● **ACTIVITY**:
Decide whether each statement agrees with the text on the meaning of water in the Bible below, answering yes or no and quoting the deciding words of the text. (a) Rain can foreshadow something ominous. (b) The flood spared only Noah and his family. (c) Drinking physical water gives lasting satisfaction.

● **PROVIDED TEXT**:

--- START ---

It’s no secret that water is important. Without it, all of us would die within a few days. Because of this, then, water often takes on pretty strong literary elements. Many times, in the form of rain, it can foreshadow something bad or ominous that is going to happen. At other times, it could imply a type of baptism, in which a character undergoes some type of change to his character, usually for the better. But, does this hold water (pun intended) when it comes to the spiritual or biblical meaning of water? What, exactly, can water mean when it is found within the Bible? A good way to find out, like usual, is to look at some passages and glean from what they have to say.
Genesis 7:17 “Now the flood was on the earth forty days. The waters increased and lifted up the ark, and it rose high above the earth.”
As the Genesis story goes, humankind’s sin was so horrendous that God became immensely grieved by it. As a way or purging the evil, He sent a flood to wipe out the wickedness from the earth, except for Noah, his family, and two of every kind of animal. Most of us know this story by heart, as it’s depicted in many children’s books and with a famous movie starring Russell Crowe. However, there is some insight into what water means in the Bible when one reads the passage. Water, here, is used as a purging or cleansing. It appears to be negative, since it is so destructive, yet it was used to literally cleanse the earth away from all that was evil and unholy. Throughout the Scriptures, water often takes on that meaning.
John 4:14 “but whoever drinks of the water that I shall give him will never thirst. But the water that I shall give him will become in him a fountain of water springing up into everlasting life.”
In addition to symbolizing some type of cleansing, water also points to satisfaction and life. This is precisely why Jesus is called the “living water,” which is noticeable in this passage. He tells the woman that when people come to Him, they will have complete satisfaction and never thirst for anything else in life. In contrast, when someone drinks physical water, they always need more to sustain their life. With Jesus, though, completeness is given. So, water can point to satisfaction and life, which is just another way of saying that is symbolizes Jesus!

--- END ---

● **SUPPLIED ENTRIES**:
--- START ---

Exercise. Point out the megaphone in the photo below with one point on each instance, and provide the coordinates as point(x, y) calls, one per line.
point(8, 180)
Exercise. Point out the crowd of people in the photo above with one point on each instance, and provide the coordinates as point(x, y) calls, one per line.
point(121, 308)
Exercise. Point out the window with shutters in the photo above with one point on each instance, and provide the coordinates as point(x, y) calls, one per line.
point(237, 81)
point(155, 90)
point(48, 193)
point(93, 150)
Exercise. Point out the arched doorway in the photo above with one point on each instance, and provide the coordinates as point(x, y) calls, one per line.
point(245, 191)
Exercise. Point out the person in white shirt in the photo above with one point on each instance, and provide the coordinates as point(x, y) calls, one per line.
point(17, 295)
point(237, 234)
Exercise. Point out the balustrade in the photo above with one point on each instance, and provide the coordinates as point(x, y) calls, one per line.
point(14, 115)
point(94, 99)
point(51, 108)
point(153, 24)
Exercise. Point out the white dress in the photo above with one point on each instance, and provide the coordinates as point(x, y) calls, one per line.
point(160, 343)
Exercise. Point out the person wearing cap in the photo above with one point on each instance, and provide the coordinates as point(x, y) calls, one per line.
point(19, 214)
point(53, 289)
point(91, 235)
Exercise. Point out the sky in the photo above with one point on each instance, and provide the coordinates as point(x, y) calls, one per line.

--- END ---

● **OUTPUT OF THE TASK**:
(a) Yes: "Many times, in the form of rain, it can foreshadow something bad or ominous that is going to happen."
(b) No: "except for Noah, his family, and two of every kind of animal."
(c) No: "In contrast, when someone drinks physical water, they always need more to sustain their life."